■ **PROVIDED RECORDS**
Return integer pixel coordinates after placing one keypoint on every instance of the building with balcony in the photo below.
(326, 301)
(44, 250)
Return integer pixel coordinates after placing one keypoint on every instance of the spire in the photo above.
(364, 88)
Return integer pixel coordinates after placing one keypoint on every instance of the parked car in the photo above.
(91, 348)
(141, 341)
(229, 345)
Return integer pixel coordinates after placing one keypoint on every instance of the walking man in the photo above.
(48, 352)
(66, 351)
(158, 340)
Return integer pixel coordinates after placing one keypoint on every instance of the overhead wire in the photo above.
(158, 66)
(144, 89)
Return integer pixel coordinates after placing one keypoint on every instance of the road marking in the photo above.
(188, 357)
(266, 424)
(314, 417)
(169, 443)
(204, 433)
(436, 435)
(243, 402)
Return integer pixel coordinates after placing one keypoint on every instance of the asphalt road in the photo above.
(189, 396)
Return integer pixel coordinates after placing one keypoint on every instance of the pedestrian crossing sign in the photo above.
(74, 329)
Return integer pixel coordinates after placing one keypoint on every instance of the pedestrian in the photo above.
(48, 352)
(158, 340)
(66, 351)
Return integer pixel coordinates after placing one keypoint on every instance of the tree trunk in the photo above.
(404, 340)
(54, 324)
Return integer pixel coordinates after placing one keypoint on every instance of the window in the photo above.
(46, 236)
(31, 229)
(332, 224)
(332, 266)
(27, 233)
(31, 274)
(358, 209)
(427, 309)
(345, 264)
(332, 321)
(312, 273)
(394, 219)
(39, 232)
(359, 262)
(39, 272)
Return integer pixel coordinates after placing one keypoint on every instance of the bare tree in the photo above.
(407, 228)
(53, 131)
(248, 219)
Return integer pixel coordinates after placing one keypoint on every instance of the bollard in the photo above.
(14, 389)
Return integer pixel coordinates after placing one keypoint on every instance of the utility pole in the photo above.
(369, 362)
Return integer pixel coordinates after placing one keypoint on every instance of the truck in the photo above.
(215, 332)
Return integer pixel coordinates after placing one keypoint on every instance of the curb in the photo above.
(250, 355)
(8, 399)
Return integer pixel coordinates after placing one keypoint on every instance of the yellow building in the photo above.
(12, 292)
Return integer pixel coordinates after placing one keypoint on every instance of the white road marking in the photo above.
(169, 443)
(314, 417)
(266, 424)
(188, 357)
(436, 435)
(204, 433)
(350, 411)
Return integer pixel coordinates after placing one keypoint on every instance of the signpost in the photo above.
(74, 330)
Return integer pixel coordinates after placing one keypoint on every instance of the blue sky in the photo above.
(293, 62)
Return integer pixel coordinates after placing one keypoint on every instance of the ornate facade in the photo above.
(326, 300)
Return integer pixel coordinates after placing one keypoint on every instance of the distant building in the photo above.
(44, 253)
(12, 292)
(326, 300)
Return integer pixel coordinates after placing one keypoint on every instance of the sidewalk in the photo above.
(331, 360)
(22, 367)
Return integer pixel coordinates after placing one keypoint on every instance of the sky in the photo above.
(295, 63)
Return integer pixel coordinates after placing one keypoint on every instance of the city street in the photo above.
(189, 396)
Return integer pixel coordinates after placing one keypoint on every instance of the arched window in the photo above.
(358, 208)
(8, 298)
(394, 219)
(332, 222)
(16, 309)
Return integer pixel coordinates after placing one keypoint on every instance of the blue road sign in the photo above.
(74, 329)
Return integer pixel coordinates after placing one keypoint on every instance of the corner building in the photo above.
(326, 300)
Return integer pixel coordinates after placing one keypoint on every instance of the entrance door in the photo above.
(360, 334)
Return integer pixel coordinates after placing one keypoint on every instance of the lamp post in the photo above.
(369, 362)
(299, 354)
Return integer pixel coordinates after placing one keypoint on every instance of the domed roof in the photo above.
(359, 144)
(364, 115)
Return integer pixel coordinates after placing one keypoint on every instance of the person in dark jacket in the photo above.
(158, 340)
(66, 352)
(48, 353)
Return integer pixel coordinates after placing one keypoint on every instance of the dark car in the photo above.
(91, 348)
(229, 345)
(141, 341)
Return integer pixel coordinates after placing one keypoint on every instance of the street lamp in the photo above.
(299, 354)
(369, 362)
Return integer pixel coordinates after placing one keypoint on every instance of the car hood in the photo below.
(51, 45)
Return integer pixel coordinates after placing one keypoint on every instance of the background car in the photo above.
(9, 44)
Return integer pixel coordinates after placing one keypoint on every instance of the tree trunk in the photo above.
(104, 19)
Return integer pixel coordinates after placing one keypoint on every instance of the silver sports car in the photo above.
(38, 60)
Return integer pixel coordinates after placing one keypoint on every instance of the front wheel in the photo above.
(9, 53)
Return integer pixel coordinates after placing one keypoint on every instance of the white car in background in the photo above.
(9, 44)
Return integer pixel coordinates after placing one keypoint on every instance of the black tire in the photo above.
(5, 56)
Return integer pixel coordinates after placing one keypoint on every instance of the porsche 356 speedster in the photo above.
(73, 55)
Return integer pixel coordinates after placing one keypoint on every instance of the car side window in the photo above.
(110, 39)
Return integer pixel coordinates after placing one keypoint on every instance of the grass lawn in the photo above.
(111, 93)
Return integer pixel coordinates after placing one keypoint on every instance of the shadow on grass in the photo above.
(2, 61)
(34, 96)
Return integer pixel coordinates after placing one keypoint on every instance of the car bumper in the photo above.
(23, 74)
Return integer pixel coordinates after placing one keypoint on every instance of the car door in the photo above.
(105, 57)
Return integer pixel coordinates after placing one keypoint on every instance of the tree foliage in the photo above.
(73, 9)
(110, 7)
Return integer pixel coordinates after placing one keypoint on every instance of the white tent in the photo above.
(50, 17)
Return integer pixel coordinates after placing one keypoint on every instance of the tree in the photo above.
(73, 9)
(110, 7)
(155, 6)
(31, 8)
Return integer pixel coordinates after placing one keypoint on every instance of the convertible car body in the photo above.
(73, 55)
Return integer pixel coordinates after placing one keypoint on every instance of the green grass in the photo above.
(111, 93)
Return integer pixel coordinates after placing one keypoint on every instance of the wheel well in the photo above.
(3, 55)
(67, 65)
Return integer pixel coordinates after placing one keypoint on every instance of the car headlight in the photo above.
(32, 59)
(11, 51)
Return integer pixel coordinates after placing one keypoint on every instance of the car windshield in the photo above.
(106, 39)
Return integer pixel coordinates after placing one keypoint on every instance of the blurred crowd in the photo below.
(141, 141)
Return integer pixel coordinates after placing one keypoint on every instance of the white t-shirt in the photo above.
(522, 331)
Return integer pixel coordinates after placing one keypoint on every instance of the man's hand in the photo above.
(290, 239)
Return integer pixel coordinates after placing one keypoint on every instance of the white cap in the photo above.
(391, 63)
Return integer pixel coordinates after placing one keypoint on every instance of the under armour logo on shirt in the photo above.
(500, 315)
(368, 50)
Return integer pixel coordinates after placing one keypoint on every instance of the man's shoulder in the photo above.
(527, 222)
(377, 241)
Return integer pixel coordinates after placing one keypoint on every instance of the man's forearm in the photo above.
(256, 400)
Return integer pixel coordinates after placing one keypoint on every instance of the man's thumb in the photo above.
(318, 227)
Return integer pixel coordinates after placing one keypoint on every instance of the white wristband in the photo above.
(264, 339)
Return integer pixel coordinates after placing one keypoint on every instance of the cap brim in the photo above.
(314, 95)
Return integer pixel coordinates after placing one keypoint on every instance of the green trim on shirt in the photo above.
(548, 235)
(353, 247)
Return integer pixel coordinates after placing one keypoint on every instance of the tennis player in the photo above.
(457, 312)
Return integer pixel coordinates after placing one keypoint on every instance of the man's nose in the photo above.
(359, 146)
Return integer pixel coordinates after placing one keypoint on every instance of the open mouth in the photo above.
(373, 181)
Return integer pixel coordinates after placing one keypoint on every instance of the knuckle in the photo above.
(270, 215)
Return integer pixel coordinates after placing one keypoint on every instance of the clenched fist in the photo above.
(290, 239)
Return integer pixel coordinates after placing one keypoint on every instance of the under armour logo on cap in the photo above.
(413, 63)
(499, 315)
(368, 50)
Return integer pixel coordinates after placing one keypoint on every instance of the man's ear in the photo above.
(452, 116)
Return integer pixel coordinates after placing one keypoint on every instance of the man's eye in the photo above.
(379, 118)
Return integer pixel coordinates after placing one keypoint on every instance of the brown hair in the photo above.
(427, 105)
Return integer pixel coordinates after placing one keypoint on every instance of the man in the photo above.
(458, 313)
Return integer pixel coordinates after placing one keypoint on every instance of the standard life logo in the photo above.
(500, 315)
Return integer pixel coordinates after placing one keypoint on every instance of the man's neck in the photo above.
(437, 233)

■ **SHORT EXERCISE**
Give back exactly the lines beginning at the one with "player in the photo above." and ending at the final line of the material; both boundary lines belong in it.

■ **TASK OUTPUT**
Return integer pixel coordinates after placing one keypoint on every instance of the tennis player in the photo above.
(457, 312)
Return integer pixel coordinates after placing one keypoint on every instance of the man's nose in the photo above.
(359, 146)
Return integer pixel coordinates after placing one keypoint on every instance of the open mouth in the photo above.
(373, 181)
Return integer pixel coordinates after placing one keypoint on every instance of the knuckle in the photo above.
(270, 215)
Return integer pixel coordinates after placing one keypoint on every instance of the clenched fist in the photo above.
(290, 239)
Return integer pixel coordinates after placing one keypoint on every instance of the under armour logo on cap in the photo above.
(413, 63)
(499, 315)
(368, 50)
Return integer pixel coordinates after placing one keypoint on every instance of the man's ear in the photo above.
(452, 116)
Return integer pixel coordinates after placing one keypoint on every instance of the man's eye in the photo above.
(379, 118)
Return integer pixel coordinates after placing one keypoint on every instance of the brown hair in the photo above.
(427, 105)
Return integer pixel coordinates after placing one keypoint on every instance of the man in the photo above.
(458, 313)
Return integer pixel coordinates after placing one keypoint on every instance of the standard life logo in the photo above.
(500, 315)
Return integer pixel coordinates after placing one keypoint on every instance of the man's neck in the photo above.
(437, 233)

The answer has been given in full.